EXTRACTED TEXT>
____
A renowned economist breaks down what the Kamala Harris VP pick means for markets

Associated Press/John BazemoreSen. Kamala Harris, D-Calif., walks onto the stage before a Democratic presidential primary debate, Wednesday, Nov. 20, 2019, in Atlanta.
  • Allison Schrager, senior fellow at the Manhattan Institute, told CNBC on Wednesday markets seem comfortable with Kamala Harris on the ballot, and to some degree have already priced in a possible Biden presidency.

  • Harris proposed a tax on stock and bond trades last summer, but Schrager said she doesn’t expect Biden and Harris to make that change if they are elected.
  • She added that Biden and Harris “aren’t particularly risk takers as candidates.”
  • The nation could expect higher income taxes and raised corporate taxes with a Biden-Harris presidency, said Schrager.
____
ENTRIES PROVIDED>
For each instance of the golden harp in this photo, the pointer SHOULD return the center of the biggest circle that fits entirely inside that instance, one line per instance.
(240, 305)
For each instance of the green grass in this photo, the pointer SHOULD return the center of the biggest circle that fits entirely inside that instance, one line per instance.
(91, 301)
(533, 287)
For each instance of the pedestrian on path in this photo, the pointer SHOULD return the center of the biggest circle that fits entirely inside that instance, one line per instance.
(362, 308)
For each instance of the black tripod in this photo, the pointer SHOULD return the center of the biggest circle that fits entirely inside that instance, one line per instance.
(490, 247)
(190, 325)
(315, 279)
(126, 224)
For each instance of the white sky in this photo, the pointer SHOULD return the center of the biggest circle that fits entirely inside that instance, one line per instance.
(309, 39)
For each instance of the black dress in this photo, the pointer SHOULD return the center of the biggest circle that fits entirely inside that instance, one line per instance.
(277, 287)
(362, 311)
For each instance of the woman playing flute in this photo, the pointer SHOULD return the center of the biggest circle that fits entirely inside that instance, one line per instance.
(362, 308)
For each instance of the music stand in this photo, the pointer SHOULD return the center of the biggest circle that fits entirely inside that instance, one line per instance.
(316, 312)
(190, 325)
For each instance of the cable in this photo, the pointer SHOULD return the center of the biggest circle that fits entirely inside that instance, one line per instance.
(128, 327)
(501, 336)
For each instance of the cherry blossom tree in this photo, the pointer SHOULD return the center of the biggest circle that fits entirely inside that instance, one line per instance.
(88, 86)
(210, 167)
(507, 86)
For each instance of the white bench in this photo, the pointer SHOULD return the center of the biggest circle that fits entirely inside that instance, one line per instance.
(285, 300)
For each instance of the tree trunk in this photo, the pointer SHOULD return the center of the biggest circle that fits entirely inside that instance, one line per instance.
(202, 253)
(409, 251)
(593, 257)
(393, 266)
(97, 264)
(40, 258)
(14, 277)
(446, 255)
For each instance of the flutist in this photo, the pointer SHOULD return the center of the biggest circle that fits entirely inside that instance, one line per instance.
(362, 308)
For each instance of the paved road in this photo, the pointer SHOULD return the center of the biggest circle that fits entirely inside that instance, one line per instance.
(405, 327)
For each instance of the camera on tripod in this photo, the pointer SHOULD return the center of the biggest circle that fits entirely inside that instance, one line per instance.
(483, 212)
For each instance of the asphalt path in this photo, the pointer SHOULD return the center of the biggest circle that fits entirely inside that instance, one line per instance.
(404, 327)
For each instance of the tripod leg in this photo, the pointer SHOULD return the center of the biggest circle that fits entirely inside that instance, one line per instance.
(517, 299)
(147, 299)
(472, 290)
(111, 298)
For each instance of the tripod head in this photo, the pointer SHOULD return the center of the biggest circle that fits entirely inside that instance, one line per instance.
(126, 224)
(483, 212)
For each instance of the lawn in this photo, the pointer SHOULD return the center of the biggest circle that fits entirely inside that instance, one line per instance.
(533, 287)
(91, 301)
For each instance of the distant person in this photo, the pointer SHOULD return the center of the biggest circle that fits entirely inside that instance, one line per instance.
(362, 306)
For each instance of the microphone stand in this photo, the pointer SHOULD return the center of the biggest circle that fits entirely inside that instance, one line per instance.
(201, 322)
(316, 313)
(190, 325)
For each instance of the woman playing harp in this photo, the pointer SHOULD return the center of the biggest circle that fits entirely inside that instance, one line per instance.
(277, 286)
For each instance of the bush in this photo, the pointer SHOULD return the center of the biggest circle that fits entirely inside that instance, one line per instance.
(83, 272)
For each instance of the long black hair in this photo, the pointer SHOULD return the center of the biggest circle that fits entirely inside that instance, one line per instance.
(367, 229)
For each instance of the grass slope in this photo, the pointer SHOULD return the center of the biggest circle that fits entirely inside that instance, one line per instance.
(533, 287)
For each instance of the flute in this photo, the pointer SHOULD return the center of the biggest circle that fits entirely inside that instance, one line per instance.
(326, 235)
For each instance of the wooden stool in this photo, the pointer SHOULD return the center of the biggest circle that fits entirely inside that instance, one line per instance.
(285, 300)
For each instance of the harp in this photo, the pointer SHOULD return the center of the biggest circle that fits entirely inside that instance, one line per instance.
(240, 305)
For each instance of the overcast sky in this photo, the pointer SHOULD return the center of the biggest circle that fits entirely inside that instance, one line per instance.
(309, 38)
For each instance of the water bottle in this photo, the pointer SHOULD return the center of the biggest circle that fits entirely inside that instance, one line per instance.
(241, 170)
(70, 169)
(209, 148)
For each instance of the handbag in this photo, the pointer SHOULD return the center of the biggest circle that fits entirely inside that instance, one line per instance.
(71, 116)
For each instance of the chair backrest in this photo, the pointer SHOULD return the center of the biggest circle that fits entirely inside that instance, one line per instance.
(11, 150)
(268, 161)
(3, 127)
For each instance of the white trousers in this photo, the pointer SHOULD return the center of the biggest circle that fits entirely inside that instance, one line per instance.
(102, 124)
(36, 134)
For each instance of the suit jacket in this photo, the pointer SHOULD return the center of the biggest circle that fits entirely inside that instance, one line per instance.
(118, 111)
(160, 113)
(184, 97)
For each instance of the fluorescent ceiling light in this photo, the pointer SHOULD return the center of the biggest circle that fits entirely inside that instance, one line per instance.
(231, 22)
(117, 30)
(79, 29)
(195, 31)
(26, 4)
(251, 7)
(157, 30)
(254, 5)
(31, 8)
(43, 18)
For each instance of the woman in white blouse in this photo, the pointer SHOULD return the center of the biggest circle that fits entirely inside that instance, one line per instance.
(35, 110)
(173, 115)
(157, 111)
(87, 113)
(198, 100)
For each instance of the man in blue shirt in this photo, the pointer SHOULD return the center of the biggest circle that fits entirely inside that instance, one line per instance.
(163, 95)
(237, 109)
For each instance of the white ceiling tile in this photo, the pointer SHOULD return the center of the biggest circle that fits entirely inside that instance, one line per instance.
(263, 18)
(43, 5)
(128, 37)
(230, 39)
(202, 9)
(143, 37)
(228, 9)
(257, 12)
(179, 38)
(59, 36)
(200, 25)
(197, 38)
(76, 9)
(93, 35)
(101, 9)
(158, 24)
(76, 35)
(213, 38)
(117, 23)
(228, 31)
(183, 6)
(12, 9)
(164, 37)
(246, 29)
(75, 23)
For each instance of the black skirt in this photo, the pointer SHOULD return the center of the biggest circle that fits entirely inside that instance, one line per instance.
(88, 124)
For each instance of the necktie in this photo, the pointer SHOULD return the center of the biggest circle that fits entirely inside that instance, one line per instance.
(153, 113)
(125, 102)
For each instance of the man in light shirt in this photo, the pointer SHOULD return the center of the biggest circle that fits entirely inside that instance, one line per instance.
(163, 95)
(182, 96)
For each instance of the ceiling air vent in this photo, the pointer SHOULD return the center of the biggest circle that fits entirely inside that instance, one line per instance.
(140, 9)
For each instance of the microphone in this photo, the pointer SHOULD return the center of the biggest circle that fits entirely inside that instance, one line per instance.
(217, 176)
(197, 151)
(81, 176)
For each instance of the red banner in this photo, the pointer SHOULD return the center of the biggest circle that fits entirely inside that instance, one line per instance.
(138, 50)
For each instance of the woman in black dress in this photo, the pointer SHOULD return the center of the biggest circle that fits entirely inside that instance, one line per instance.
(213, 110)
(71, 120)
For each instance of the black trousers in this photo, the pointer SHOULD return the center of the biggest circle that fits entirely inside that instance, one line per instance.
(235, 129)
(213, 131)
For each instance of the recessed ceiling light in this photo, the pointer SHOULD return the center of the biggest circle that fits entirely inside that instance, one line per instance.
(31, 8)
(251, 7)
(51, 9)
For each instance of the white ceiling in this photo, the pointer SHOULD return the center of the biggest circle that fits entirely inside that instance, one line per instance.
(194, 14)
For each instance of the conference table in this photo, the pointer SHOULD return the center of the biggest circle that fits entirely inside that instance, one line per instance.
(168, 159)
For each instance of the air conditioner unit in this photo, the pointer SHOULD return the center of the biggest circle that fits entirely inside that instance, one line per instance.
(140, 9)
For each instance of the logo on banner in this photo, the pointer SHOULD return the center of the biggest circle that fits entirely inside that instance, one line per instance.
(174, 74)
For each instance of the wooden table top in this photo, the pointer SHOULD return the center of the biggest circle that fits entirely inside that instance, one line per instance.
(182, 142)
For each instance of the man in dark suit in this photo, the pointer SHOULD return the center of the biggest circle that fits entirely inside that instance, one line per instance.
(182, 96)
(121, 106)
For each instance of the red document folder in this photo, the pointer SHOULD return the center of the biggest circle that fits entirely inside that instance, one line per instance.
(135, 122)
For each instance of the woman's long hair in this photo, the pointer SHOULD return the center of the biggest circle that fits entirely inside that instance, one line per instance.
____
TASKS>
**A)** In the article on what the Kamala Harris VP pick means for markets, what position does Allison Schrager hold?
**B)** Using the article on the Kamala Harris VP pick, explain what Schrager expects to happen with the tax on stock and bond trades that Harris proposed, and state the remark she adds about Biden and Harris.
**C)** Write a continuation of the article on what the Kamala Harris VP pick means for markets, starting after its final sentence.

RESULTS>
**A)** She is a senior fellow at the Manhattan Institute.

**B)** Harris proposed a tax on stock and bond trades last summer, but Schrager said she doesn't expect Biden and Harris to make that change if they are elected. She added that the two "aren't particularly risk takers as candidates."

**C)**
Allison Schrager, senior fellow at the Manhattan Institute, told CNBC on Wednesday that Joe Biden’s pick of Kamala Harris was a predictable move and markets seem comfortable with Harris on the ballot. The economist, who is the author of “An Economist Walks Into a Brothel,” cited the Wednesday morning implied market opening as a sign that investors weren’t surprised “by any stretch” about Harris. She added, “Markets are forward looking, So I think to some degree they have already priced in a possible Biden presidency. They’re thinking years out. I think markets would be moving very differently if it were a Bernie Sanders candidate already by now.”

Last summer Harris released a plan for an expanded version of Medicare that would involve taxing stock trades at 0.2%, bond trades at 0.1% and derivative transactions at 0.002%. Schrager said she doesn’t think this tax will happen.

“I’m not sure. I mean, Biden definitely has some tinges of populism and anti-finance but I think again they tend to be a very pragmatic ticket, and that would be a major structural change to markets which I can’t imagine they’re going to make,” Schrager said.

Instead, Schrager said the nation could expect higher income taxes and raised corporate taxes with a Biden-Harris presidency.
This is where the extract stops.